Metin Alıntısı:

▼▼▼

Ana içeriğe atla

Paralel Evren

Paralel evren kavramı ile iki sene önce tanıştım. Şimdi diyeceksiniz ki, quantum’a göre kişisel gelişim sayfaları paralel evren’den yıkılıyor, sen nasıl iki sene önce tanıştın. Aslında beni şahsen tanısanız, böyle bir soru sormazdınız. Zira ben ‘ele güne karşı yapayalnız’ şarkısını, meşhur olduktan 30 sene sonra ilk kez dinlemiş bir insanım. Her ortalama Türk genci gibi, lise yıllarımda bu şarkının sözlerini öğrenmiş olsaydım, şarkı ile gönderilen mesajın anlamını, belki de ömrüm baharken kavrayabilirdim. Veya bunun gibi acaba neleri kaçırdım… Bir yazıda bunlar için yazmak lazım aslında…

Geçen hafta uykuya dalmadan önce, son altı aydır inatla okumaya çalıştığım ve bin bir zahmetle 53’üncü sayfasına geldiğim Umberto Eco’nun Foucault Sarkacı romanından ansızın sıkılarak, başucumda duran cep telefonumun arama ekranına ‘paralel evren’ yazıp tıkladım. Yukarıdan aşağıya doğru bir sürü makale ve blog  yazısı listelendi. Sıradan açıp okumaya başladım… Gece geç vakit olduğundan, bir süre sonra uykum geldi. Tam Hawking’in ‘herşeyin teorisi’ diye bir şeyden söz ettiğini anlatan yazıya gelmiştim ki, okumaktan vazgeçip uykuya daldım.

Sabaha karşı saat 4 sularında, keşiş kıyafetli bir adam, yatağımın sağ yanından yaklaşıp, iki eliyle, omzuma bastırarak beni uyandırdı. His o kadar gerçekti ki, gözlerimi açtığım zaman, adamın odada olmamasına son derece hayret ettim. Gerçi odada olsa ne halt edecektim, orası da belli değil ya, neyse…

Sonra uyku kaçtı tabii… Telefonu yeniden elime aldım. Kaldığım yerden okumaya devam ettim. Sabah, ezanlar okunurken, Einstein’ın zaman yolculuğunun mümkün olduğunu söylediği andan bu yana, Eistein-Rosen köprüsünden başlayarak, String ve Membran teorilerine, solucan deliklerinin ne işe yaradığından tut da, zamanın bükülmesinin ne demek  olduğuna kadar pek çok şeyi okumuş ve kendi aklımın yettiği kadar anlamıştım.

▲▲▲

Veri Alıntısı:

▼▼▼

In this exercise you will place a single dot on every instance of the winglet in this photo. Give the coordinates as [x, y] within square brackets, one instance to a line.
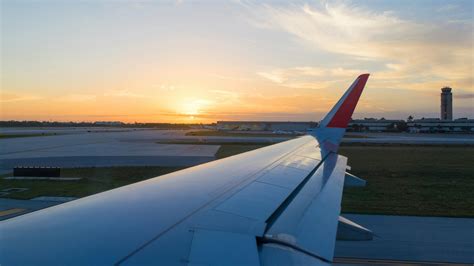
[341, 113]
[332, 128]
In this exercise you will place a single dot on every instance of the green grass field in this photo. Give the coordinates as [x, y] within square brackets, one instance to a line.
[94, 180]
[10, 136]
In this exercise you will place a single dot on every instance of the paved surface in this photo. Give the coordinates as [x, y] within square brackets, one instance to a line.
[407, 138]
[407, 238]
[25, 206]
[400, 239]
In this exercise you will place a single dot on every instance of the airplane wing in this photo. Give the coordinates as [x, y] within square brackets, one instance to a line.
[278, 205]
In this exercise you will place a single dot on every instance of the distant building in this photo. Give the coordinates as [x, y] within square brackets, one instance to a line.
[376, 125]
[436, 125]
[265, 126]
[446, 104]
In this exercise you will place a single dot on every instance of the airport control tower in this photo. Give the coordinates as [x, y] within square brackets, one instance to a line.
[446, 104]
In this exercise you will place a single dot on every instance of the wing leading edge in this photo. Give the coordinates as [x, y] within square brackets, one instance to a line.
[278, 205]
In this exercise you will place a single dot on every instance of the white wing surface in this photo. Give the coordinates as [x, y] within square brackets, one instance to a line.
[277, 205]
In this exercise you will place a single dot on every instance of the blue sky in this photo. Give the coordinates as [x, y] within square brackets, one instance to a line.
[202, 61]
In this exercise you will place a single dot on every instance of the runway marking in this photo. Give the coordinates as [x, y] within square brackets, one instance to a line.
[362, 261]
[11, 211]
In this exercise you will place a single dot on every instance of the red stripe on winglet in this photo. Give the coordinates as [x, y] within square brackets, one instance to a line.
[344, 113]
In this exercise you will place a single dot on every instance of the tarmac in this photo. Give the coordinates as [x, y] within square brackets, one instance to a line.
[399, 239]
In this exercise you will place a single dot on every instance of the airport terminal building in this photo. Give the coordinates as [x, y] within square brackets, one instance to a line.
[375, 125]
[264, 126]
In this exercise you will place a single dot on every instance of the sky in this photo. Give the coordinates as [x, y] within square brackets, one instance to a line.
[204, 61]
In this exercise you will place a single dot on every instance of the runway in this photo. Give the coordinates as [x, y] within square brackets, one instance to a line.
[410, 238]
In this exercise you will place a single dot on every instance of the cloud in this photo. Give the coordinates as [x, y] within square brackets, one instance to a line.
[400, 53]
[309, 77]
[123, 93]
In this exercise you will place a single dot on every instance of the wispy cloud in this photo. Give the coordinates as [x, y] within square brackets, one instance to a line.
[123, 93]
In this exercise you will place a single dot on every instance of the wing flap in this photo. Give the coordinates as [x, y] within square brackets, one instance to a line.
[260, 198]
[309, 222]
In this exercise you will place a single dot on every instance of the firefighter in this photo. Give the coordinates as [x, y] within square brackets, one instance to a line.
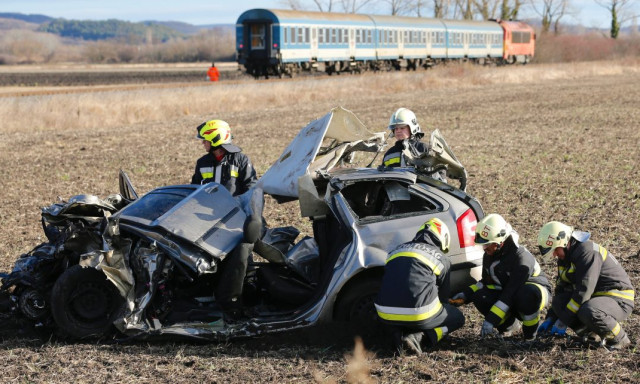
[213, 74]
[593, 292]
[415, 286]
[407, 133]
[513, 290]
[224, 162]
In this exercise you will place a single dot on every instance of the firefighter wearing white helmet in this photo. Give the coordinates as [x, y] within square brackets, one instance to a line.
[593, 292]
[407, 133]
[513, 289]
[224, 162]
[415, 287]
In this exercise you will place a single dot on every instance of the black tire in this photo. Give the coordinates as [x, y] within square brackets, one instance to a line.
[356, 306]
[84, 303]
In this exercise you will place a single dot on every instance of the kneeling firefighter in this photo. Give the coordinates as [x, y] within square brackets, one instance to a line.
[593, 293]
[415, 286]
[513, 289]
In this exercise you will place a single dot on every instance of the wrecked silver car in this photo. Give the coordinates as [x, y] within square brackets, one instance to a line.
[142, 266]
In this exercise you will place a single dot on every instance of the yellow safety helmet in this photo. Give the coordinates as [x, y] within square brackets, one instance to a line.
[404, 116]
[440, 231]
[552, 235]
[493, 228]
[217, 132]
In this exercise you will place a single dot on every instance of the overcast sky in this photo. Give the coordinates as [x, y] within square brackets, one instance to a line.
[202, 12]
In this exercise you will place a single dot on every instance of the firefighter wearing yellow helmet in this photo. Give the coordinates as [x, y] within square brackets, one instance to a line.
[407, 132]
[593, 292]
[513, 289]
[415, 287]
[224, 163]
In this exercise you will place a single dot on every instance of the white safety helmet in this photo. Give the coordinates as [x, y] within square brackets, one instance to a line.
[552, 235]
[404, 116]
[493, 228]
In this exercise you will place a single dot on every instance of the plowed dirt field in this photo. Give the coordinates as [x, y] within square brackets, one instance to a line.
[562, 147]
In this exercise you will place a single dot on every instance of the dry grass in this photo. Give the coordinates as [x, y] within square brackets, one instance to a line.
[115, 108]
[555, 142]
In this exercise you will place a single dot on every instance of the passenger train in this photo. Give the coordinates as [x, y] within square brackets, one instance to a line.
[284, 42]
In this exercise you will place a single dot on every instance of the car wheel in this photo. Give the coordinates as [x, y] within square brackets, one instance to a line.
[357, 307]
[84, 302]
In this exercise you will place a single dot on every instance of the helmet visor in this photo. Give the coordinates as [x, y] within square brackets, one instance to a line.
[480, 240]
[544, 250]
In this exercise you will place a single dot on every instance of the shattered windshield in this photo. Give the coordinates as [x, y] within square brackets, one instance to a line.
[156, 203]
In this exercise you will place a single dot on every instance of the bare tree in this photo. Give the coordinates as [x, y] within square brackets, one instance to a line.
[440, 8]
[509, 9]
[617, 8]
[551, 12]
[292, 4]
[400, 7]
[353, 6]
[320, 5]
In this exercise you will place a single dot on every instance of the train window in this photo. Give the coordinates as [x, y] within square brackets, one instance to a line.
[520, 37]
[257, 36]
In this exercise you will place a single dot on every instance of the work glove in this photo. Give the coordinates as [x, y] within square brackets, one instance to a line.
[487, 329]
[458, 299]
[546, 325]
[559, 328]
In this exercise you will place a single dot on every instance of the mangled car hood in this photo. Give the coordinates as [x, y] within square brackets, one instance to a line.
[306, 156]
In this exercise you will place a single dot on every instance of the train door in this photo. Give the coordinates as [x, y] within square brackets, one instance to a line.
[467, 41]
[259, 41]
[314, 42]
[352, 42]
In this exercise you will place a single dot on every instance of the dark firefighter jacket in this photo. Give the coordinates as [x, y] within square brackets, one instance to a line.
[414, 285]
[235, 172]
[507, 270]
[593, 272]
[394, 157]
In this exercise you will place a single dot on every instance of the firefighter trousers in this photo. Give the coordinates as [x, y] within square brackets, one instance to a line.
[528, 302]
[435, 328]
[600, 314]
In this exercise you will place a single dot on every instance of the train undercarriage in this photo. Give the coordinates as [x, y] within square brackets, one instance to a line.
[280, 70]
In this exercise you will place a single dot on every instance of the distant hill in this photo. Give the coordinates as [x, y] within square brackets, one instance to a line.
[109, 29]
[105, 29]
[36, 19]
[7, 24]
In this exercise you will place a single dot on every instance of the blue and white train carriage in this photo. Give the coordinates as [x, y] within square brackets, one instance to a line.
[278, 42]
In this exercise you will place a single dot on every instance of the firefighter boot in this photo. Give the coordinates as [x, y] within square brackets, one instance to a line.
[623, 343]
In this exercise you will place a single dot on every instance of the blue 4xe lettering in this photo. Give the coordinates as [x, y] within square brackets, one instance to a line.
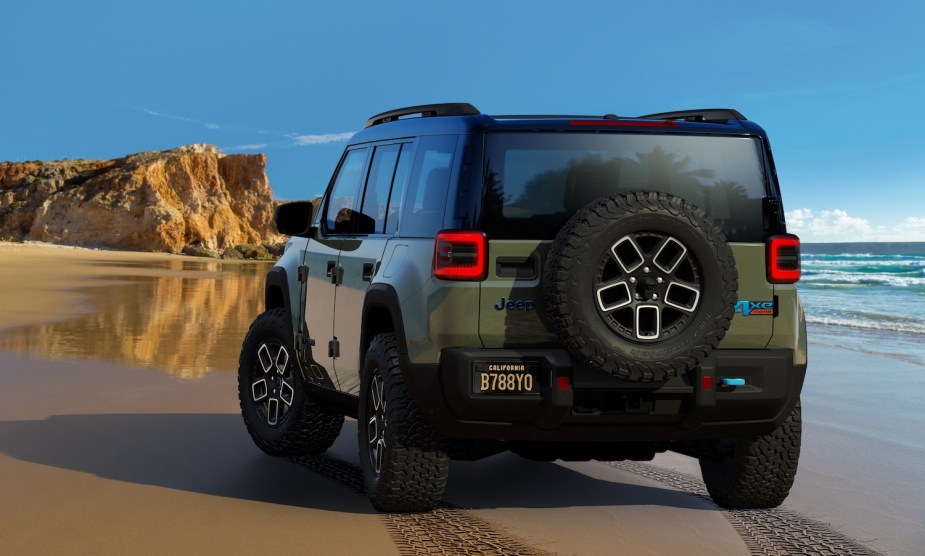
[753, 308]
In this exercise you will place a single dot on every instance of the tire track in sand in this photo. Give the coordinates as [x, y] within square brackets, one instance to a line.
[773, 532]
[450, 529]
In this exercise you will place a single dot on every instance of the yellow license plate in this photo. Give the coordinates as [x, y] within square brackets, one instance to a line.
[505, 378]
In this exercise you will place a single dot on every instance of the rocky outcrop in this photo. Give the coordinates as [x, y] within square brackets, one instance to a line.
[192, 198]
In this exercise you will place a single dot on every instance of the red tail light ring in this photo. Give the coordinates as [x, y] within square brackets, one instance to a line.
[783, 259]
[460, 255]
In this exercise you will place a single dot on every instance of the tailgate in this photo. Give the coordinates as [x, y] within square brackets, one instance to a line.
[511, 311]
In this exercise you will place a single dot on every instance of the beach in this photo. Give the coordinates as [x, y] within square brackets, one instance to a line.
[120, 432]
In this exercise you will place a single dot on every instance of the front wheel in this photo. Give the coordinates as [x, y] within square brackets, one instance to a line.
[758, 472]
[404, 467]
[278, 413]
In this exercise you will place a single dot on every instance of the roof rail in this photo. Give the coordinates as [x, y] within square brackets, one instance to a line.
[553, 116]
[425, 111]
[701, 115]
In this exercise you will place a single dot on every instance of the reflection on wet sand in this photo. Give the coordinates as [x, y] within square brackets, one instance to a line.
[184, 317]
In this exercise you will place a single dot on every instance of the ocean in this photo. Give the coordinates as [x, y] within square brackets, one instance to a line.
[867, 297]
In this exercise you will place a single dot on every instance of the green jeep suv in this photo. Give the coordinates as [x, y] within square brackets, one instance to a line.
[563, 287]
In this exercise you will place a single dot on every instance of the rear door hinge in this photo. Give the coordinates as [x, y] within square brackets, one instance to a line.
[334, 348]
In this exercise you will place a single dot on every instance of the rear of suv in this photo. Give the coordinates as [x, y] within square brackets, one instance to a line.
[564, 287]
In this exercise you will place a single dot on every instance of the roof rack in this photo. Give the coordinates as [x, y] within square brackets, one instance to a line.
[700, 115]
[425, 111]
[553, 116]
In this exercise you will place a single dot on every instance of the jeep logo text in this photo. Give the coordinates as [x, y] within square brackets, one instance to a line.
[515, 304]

▲▲▲

Çalışma Yönergeleri:
A) Satırlardan kaçında "field" dizesinin geçtiğini sayın ve yalnızca sayıyı yazın. Büyük ve küçük harf ayrımı gözetilmelidir.
B) Paralel evren üzerine yazıyı, son cümlesinin ardından devam ettirin.

Görev Yanıtları:
A) 2

B)
Yazının devamında bu teoriler hakkında ahkâm kesmemi bekliyorsanız, okumayı burada bırakın. Maalesef olayı tümü ile kavrayıp, eksiksiz anlatacak kadar zeki değilim. Aslında zekanın en talihsiz dilimindeyim. Amadeus filmindeki Salieri’yi hatırlayanınız var mı? Kendisine deha olacak kadar değil, dehayı sezecek kadar kabiliyet verdiği için Tanrı’ya isyan edip, haçı yakmıştı. Ben de zekayı sezecek kadar zekiyim. Allah’tan, Hawking’in teorisinden sezdiklerini anlatmaya kalkacak  kadar aptal değilim…

Bunun yerine, başka bir şey yapıcam. Bütün bunlardan kalbimde kalanları sizinle paylaşıcam. Böylesi hem bu blog, hem de benim için daha uygun…

Efendim, eğer okuduklarımı bir tarafımdan anlamadıysam, evren, uzayda bir noktanın tarif ettiği tek boyuttan başlayıp, iki, üç, dört, beş diye gidiyor. Bunun 11’e kadar yolu var. Biz insanlar, üç boyutlu bir evrende yaşıyoruz. İki boyutlu bir evrende yaşayan bir canlı, bizim evrenimizin üçüncü boyutunu nasıl hayal edemez ise, biz de kendimizden sonraki boyutları doğal olarak hayal edemiyoruz.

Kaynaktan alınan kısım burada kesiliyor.